• [Records to process]
++++++

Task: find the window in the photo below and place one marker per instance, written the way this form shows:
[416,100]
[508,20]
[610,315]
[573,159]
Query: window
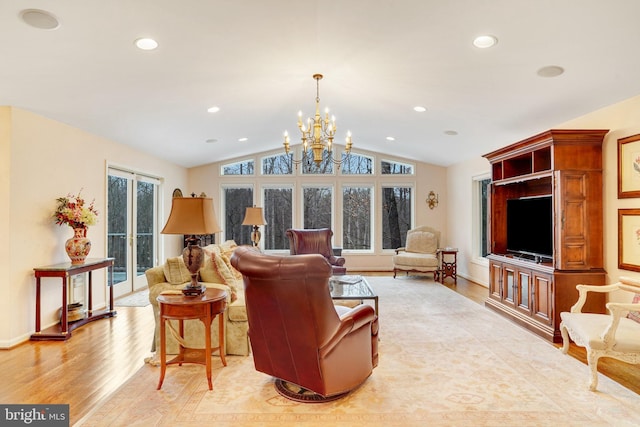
[278,213]
[278,165]
[317,205]
[356,218]
[239,168]
[236,200]
[396,216]
[356,164]
[395,168]
[481,223]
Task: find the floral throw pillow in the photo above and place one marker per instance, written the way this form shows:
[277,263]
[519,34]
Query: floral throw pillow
[635,315]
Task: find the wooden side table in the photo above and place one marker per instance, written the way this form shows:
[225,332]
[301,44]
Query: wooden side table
[205,307]
[64,271]
[448,263]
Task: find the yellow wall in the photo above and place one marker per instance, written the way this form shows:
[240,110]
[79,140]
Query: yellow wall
[41,160]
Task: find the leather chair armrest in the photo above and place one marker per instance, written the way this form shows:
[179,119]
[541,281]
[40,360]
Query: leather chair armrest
[349,322]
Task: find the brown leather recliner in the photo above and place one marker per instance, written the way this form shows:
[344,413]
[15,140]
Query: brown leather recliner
[316,241]
[296,332]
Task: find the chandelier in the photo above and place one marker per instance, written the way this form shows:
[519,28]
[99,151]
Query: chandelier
[317,134]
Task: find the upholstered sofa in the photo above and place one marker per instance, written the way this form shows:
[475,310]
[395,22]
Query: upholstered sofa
[216,272]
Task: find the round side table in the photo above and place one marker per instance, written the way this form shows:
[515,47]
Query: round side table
[205,307]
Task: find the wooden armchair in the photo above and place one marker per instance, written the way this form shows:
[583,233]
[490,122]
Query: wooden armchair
[419,253]
[616,334]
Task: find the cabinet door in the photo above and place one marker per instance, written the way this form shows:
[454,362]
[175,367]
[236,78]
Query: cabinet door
[571,243]
[523,291]
[495,280]
[542,298]
[509,279]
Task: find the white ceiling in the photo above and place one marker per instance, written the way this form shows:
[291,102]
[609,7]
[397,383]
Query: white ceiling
[380,58]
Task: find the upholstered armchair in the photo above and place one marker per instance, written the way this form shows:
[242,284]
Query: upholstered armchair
[316,241]
[616,334]
[297,334]
[419,253]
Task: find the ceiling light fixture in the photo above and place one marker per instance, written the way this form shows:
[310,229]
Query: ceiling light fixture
[40,19]
[145,43]
[550,71]
[317,134]
[483,42]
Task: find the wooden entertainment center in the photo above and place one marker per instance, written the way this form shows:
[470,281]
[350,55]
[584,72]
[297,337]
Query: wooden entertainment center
[567,166]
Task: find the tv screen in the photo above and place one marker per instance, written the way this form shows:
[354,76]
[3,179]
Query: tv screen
[530,226]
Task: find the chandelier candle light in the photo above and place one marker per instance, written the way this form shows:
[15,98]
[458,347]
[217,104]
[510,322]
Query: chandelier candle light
[317,134]
[192,216]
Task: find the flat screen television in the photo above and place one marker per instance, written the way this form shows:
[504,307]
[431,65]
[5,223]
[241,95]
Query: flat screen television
[530,226]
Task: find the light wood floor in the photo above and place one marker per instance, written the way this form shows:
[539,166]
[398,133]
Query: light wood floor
[102,355]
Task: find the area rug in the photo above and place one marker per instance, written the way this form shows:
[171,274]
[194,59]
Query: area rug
[444,361]
[136,299]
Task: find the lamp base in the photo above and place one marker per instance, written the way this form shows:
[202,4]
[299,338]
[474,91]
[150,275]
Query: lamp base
[193,291]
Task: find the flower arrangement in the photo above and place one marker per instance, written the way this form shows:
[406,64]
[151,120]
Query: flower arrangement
[73,211]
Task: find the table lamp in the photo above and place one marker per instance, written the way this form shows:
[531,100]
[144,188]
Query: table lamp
[192,216]
[254,216]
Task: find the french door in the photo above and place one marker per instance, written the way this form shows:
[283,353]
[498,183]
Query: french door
[132,230]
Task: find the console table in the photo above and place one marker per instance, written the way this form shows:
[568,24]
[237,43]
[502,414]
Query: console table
[64,271]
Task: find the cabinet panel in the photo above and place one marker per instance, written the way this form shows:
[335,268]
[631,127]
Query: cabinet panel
[495,280]
[571,241]
[542,298]
[523,291]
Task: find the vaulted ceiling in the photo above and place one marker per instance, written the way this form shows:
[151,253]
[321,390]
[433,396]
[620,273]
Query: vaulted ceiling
[254,60]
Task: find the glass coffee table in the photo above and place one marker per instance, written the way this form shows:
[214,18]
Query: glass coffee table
[352,287]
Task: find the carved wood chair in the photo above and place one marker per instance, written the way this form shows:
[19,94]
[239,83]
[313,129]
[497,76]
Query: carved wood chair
[419,253]
[616,334]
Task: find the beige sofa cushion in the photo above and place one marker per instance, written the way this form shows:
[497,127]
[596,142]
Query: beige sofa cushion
[175,271]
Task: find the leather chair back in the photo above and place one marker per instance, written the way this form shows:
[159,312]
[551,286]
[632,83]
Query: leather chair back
[296,332]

++++++

• [Task description] Starting at the line that has "Task: find the table" and continuing through the end of the material above, write every line out again with the requests included. Multiply each answer coordinate by 1.25 and round to a whole number, with halves going up, but keep the numbers in the requests and their format samples unchanged.

• [Solution for this exercise]
Task: find the table lamp in the photo above and place one marker per instance, written the way this form shows:
[531,100]
[144,188]
Query: table lamp
[240,270]
[318,270]
Task: find the french door in the photo above and place one marker per instance, written the way this form shows:
[283,353]
[498,183]
Query: french door
[165,288]
Task: find the console table in the photo above and place one marker per instance, written the way this form shows:
[568,24]
[237,43]
[502,414]
Query: console table
[80,339]
Task: find the cabinet panel in the photo above and place one marker per instance, written the way this form shows:
[335,268]
[631,127]
Query: cabinet panel
[619,350]
[714,301]
[678,373]
[654,364]
Task: find the vaulted ceiling in the photo above and place one marker per instance, written the way this form shows:
[151,253]
[321,390]
[433,396]
[620,273]
Query: vaulted ceiling
[318,75]
Task: find the glass coffee table in the photo above and place one marker per instance, written the way this form shows:
[214,18]
Query: glass coffee table
[440,359]
Task: find the carved wood chair in the photo above and place one marker per instance, written the way this form shows:
[19,94]
[239,83]
[313,129]
[497,76]
Query: carved wood chair
[524,316]
[770,418]
Task: find the beige sofa cushion in the photo above and place one marker per instance, written the way this form shows:
[497,127]
[596,142]
Query: beige sofa cushion
[219,339]
Task: find the leather chair back in the photo above and place one marker per instance, written the way this form shows:
[159,312]
[551,286]
[632,83]
Query: leather chair back
[370,415]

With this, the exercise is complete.